**Exercise task:**
Format the entries below as a JSON list of strings, one string per line and no blank lines. Omit the picture lines.

**Record extracts:**

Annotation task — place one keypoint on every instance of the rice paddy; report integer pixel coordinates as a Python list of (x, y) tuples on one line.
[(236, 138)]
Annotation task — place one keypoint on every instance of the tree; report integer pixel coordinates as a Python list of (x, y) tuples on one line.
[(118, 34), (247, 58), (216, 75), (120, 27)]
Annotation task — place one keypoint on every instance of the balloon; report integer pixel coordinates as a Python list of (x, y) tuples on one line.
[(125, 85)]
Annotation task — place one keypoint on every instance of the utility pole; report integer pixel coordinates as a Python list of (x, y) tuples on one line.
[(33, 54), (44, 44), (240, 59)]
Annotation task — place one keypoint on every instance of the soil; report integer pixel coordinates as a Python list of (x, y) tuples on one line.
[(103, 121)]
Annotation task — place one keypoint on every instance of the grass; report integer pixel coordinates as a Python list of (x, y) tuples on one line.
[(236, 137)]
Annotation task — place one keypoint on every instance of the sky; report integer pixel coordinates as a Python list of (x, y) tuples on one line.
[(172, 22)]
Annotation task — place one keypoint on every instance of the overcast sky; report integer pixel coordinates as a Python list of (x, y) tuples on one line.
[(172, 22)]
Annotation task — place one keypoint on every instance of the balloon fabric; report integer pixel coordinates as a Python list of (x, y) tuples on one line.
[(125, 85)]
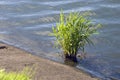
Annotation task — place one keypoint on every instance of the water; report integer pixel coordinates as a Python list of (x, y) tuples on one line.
[(27, 24)]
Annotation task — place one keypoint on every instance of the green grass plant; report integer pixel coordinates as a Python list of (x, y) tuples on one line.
[(23, 75), (73, 32)]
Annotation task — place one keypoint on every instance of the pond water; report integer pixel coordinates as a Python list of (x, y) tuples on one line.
[(27, 24)]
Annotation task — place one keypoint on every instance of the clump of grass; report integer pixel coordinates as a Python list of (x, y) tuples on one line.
[(23, 75), (73, 33)]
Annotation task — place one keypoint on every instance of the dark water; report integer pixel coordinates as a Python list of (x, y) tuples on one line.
[(27, 24)]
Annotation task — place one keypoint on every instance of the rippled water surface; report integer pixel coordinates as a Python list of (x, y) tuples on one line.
[(27, 24)]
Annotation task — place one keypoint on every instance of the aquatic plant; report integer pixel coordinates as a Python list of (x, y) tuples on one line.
[(73, 33), (23, 75)]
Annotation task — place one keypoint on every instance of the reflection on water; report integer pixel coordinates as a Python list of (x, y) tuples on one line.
[(27, 24)]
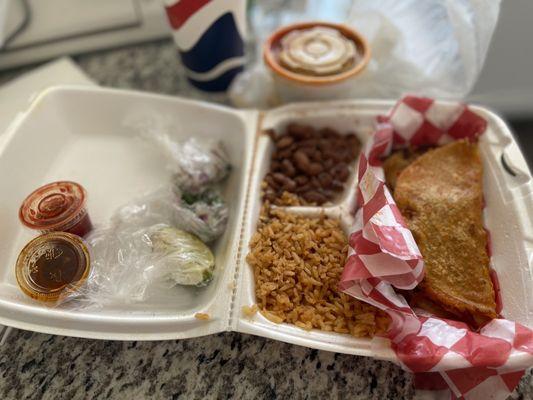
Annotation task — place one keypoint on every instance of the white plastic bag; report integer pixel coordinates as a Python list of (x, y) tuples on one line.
[(431, 47)]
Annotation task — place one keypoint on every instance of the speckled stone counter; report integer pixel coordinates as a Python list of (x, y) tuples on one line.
[(227, 365)]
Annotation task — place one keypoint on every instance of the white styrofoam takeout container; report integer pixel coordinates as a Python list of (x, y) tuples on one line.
[(87, 135)]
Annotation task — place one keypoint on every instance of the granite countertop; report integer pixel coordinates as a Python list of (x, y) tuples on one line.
[(227, 365)]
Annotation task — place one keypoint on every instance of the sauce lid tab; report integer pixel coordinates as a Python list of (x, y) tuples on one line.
[(53, 205), (52, 264)]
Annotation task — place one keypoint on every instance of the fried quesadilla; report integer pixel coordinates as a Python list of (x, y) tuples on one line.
[(440, 196)]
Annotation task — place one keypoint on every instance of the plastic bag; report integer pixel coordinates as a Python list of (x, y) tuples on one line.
[(434, 47), (195, 165), (142, 253)]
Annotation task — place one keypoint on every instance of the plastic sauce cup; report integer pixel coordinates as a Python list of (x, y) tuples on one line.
[(57, 206), (52, 265)]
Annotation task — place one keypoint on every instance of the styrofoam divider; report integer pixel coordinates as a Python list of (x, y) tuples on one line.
[(344, 118)]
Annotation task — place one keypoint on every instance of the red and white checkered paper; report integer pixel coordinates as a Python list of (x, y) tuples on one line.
[(446, 356)]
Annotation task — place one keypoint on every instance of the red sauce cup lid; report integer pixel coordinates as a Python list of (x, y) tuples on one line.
[(53, 206), (52, 265)]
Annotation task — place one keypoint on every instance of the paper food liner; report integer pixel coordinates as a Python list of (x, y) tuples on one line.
[(445, 355)]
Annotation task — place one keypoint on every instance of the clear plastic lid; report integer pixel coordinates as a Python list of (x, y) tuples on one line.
[(55, 206), (52, 264)]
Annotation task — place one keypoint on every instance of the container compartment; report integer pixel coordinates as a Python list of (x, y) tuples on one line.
[(508, 216), (89, 136)]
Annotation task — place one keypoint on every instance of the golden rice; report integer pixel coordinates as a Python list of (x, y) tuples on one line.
[(297, 264)]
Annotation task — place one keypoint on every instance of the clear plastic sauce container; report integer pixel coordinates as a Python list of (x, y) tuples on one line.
[(52, 265), (57, 206)]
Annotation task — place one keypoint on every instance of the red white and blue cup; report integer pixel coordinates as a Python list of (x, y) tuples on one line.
[(209, 35)]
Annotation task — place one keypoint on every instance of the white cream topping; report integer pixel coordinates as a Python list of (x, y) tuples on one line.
[(317, 51)]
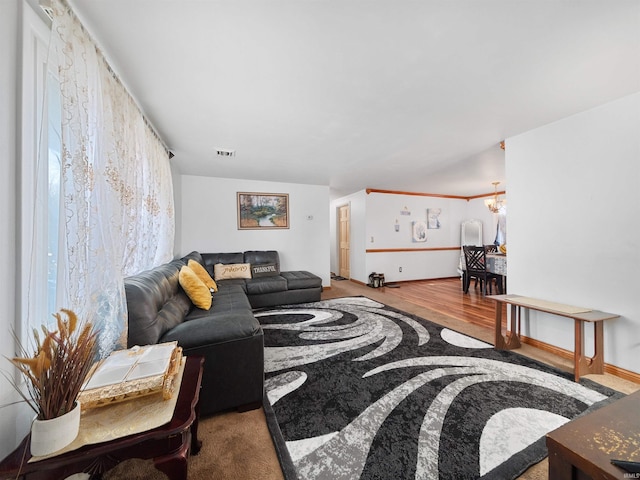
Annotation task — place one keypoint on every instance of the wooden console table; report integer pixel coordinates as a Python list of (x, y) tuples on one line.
[(584, 447), (582, 364), (168, 445)]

**Complete response:**
[
  "Annotation task — place one keypoint on every instance of the rice paddy; report integer pixel coordinates as a Python list of (x, y) tuples on one line.",
  "[(236, 138)]",
  "Annotation task — place one keypoint on every instance of the tree; report integer pixel coordinates as a Python list of (x, y) tuples on one line.",
  "[(118, 34), (247, 58), (216, 75), (120, 27)]",
  "Annotation task — place one keypoint on every instance of the balloon; report integer pixel coordinates as a Python list of (x, y) tuples on one line.",
  "[(125, 85)]",
  "Annotation task — place one keypoint on every instance of the utility pole; report integer pixel coordinates as a Python list of (x, y) tuples on one line.",
  "[(33, 54), (44, 44), (240, 59)]",
  "Annotation task — place one keypoint on every instance of the soil; report integer pixel coordinates as a Python list of (x, y) tuples on one line.",
  "[(103, 121)]",
  "Annotation task — place one keypoint on every instance of the grass; report integer pixel coordinates as a Python list of (x, y) tuples on one line.",
  "[(236, 137)]",
  "Annotation task — place one keypoint on every instance of the sky; report integer pixel coordinates as a Python list of (x, y) tuples on one line.",
  "[(172, 22)]",
  "Annotation task — place one keypoint on every instance of the overcast sky; report integer pixel coordinates as a Python list of (x, y) tuples on one line.",
  "[(172, 22)]",
  "Annotation task — place one keypoint on every instance of the balloon fabric; report integer pixel coordinates as a Python list of (x, y) tuples on one line.",
  "[(125, 85)]",
  "Annotation task — place one keypoint on every instance of the water; report integer pixel coordinates as a Python list of (x, y) tuples on one line.",
  "[(27, 24)]",
  "Annotation task — place one keypoint on every instance of the green grass plant; report integer pixel coordinates as a Python list of (x, y) tuples on one line.",
  "[(23, 75), (73, 32)]",
  "Annotation task — place one keypoint on every instance of the pond water; report integer pixel coordinates as a Python list of (x, y) tuples on one line.",
  "[(27, 24)]",
  "Annotation task — place one keypoint on every instance of the clump of grass; report integer pixel coordinates as a Python list of (x, y) tuples on one line.",
  "[(23, 75), (73, 33)]",
  "Annotation task — place one keypoint on every instance of the dark water; report integer pixel coordinates as a Python list of (x, y) tuples on one line.",
  "[(27, 24)]",
  "Annotation task — place one keypoint on every instance of the rippled water surface; report integer pixel coordinates as a Python list of (x, y) tuples on one line.",
  "[(27, 24)]",
  "Annotation task — place one keypoint on every instance of the aquatic plant; report integer pixel coordinates as a Python list of (x, y) tuples on one line.",
  "[(73, 33), (23, 75)]",
  "Annotation task — place one keypoint on every instance of the reflection on water; report integer pixel coordinates as a Python list of (x, y) tuples on one line.",
  "[(27, 24)]",
  "Annotation task — place one keypoint on every instance of the white plastic bag; report integer pixel coordinates as a Python list of (x, y) tuples on one line.",
  "[(431, 47)]",
  "Annotation task — place one keypoint on every instance of the speckled stone counter; report integer pixel coordinates as a Python list of (x, y) tuples on one line.",
  "[(227, 365)]",
  "Annotation task — place one keypoint on every instance of the white styrofoam takeout container; report integer pixel coordinates as a Python list of (x, y) tuples on one line.",
  "[(87, 135)]",
  "Annotation task — place one keypoint on every instance of the granite countertop; report integer pixel coordinates as a Python list of (x, y) tuples on one line.",
  "[(227, 365)]",
  "Annotation task — place one keypoint on every instance of the sauce lid tab; report integer pixel coordinates as a Python list of (x, y) tuples on one line.",
  "[(53, 205), (52, 264)]",
  "Annotation task — place one keypoint on every instance of the fried quesadilla; report integer pixel coordinates as a Python list of (x, y) tuples on one line.",
  "[(440, 196)]",
  "Annotation task — place one keypoint on every instance of the plastic bag; report integer pixel coordinates as a Python list of (x, y) tuples on one line.",
  "[(434, 47), (195, 165), (142, 253)]",
  "Annotation task — place one keypoint on every instance of the plastic sauce cup; report integer pixel coordinates as a Python list of (x, y) tuples on one line.",
  "[(57, 206), (52, 265)]",
  "Annotation task — place one keypoint on every instance of the styrofoam divider; report integer pixel coordinates as a Python list of (x, y) tuples on one line.",
  "[(344, 118)]",
  "Annotation task — place one keypoint on every instance of the red and white checkered paper; report integer pixel coordinates as a Python list of (x, y) tuples on one line.",
  "[(446, 356)]",
  "Annotation task — place one keypoint on every instance of the red sauce cup lid; report integer pixel coordinates as a Python list of (x, y) tuples on one line.",
  "[(53, 206), (52, 265)]",
  "Annotation task — place one keypoint on every instance of the paper food liner; report integer pixel coordinates as a Python list of (x, y) tuples on one line.",
  "[(445, 355)]",
  "Annotation task — place one keypoint on every instance of the clear plastic lid; report integer pixel coordinates as a Python list of (x, y) tuples on one line.",
  "[(55, 206), (52, 264)]",
  "Annotation task — place one keypoint on every instance of the container compartment; report integer pixel coordinates as a Python list of (x, y) tuples on one line.",
  "[(508, 216), (89, 136)]",
  "Annotation task — place one keypoint on every instance of the golden rice; report integer pixel coordinates as a Python list of (x, y) tuples on one line.",
  "[(297, 264)]",
  "Annotation task — place one keypoint on every instance of the clear plastic sauce container; report integer pixel coordinates as a Python list of (x, y) tuples on one line.",
  "[(52, 265), (57, 206)]",
  "Annotation task — place one keypoint on every instance of the red white and blue cup; report integer pixel coordinates as a Python list of (x, y) tuples on one line.",
  "[(209, 35)]",
  "Annotation task — place one keypoint on every instance of the white cream topping; report integer pixel coordinates as a Python list of (x, y) tuples on one line.",
  "[(317, 51)]",
  "Annotation task — place one keypoint on every instance of the wooden console table; report integer pixel coordinates as a Python list of (x, y) tuples on one line.",
  "[(584, 447), (582, 364), (168, 445)]"
]